┌─ SOURCE DATA
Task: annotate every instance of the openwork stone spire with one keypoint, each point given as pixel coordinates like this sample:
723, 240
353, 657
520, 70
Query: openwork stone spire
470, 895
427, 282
└─
┌─ SOURCE DATA
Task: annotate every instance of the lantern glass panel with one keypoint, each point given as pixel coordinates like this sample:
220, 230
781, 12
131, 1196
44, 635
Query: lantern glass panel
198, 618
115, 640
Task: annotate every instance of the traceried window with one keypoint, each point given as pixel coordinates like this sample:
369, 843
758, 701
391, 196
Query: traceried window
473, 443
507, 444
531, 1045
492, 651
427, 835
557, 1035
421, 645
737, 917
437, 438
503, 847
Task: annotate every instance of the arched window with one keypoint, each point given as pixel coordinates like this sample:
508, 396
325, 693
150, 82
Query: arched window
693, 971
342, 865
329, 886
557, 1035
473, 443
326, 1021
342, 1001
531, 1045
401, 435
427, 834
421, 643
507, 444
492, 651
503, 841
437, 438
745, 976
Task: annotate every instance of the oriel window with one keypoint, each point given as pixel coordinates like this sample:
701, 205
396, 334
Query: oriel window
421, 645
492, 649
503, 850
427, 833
└─
- YOUR INSTRUCTIONS -
Pick out and copy every line of the material that contains the string "annotate". Treat uppercase and lowercase as different.

- OUTPUT BELOW -
Task: annotate every instance of the openwork stone spire with one keypoint, each point given as pixel coordinates like this sample:
Task: annotate every instance of the lantern glass panel with one keypoint, each point given as pixel coordinates like this sample:
Task: annotate every instance of the traceried window with one keypoint, each point given as pixel coordinates like this sample:
Task: annotate every instance of the arched window with one keypoint, each point given as pixel coordinates like this sample:
Task: annotate every instance of the oriel window with one keypoint, each point given as pixel coordinates like this sample:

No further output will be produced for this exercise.